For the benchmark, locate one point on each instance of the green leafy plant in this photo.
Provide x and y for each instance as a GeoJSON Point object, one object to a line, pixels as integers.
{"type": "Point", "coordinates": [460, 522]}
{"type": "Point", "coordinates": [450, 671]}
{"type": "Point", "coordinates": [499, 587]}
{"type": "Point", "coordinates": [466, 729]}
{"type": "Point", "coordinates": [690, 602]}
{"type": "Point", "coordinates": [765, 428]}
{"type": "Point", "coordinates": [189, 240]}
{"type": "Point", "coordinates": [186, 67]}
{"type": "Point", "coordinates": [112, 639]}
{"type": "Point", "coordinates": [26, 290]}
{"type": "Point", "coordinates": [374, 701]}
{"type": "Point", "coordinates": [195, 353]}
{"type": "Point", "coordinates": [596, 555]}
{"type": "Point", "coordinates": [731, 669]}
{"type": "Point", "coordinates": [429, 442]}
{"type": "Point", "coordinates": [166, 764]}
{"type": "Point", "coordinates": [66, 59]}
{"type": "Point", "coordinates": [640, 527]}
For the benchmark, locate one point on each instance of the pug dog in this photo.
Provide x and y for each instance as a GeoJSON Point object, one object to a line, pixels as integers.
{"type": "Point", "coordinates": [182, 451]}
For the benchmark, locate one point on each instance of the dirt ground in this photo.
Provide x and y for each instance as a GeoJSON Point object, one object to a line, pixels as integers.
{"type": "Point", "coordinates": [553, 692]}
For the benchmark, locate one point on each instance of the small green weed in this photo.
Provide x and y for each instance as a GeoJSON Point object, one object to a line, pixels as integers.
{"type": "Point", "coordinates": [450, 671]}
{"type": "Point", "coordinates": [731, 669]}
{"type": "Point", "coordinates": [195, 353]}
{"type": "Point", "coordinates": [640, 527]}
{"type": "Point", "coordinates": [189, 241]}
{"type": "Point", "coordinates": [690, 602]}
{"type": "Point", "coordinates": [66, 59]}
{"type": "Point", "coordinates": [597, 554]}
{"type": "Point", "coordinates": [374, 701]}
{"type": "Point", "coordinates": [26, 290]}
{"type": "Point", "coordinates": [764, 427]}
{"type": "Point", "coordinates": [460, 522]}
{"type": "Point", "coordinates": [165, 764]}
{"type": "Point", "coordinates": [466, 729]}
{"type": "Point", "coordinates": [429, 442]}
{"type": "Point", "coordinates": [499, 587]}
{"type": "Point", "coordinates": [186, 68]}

# [Exercise goal]
Copy out each record exactly as given, omitting none.

# [Exercise response]
For the benchmark, locate one point on each instance of the green leafy plant in this photo.
Provide x and y for each instance as a GeoJSON Point object, one object to a line, pixels as integers.
{"type": "Point", "coordinates": [460, 522]}
{"type": "Point", "coordinates": [450, 671]}
{"type": "Point", "coordinates": [499, 587]}
{"type": "Point", "coordinates": [466, 729]}
{"type": "Point", "coordinates": [690, 602]}
{"type": "Point", "coordinates": [765, 428]}
{"type": "Point", "coordinates": [189, 240]}
{"type": "Point", "coordinates": [186, 67]}
{"type": "Point", "coordinates": [112, 639]}
{"type": "Point", "coordinates": [26, 290]}
{"type": "Point", "coordinates": [374, 701]}
{"type": "Point", "coordinates": [195, 353]}
{"type": "Point", "coordinates": [596, 555]}
{"type": "Point", "coordinates": [731, 669]}
{"type": "Point", "coordinates": [429, 442]}
{"type": "Point", "coordinates": [166, 764]}
{"type": "Point", "coordinates": [66, 59]}
{"type": "Point", "coordinates": [640, 527]}
For the benchmark, locate one point on each instance of the pug dog in this photo.
Provide x and y for each instance as a GeoJSON Point object, one object to a line, pixels as integers.
{"type": "Point", "coordinates": [182, 451]}
For the benchmark, locate one point on each instance of the dirt ground in this photo.
Provide x and y for each instance as a GeoJSON Point object, one object to a line, pixels as integers.
{"type": "Point", "coordinates": [553, 692]}
For the benchmark, locate one point on each instance of the small green weed in this photo.
Provide x and y for each instance as a GeoJSON Point object, one object to a line, pixels as integers.
{"type": "Point", "coordinates": [450, 671]}
{"type": "Point", "coordinates": [731, 669]}
{"type": "Point", "coordinates": [195, 353]}
{"type": "Point", "coordinates": [640, 527]}
{"type": "Point", "coordinates": [189, 241]}
{"type": "Point", "coordinates": [690, 602]}
{"type": "Point", "coordinates": [66, 59]}
{"type": "Point", "coordinates": [597, 554]}
{"type": "Point", "coordinates": [374, 701]}
{"type": "Point", "coordinates": [26, 290]}
{"type": "Point", "coordinates": [764, 427]}
{"type": "Point", "coordinates": [460, 522]}
{"type": "Point", "coordinates": [165, 764]}
{"type": "Point", "coordinates": [466, 729]}
{"type": "Point", "coordinates": [429, 442]}
{"type": "Point", "coordinates": [499, 587]}
{"type": "Point", "coordinates": [186, 68]}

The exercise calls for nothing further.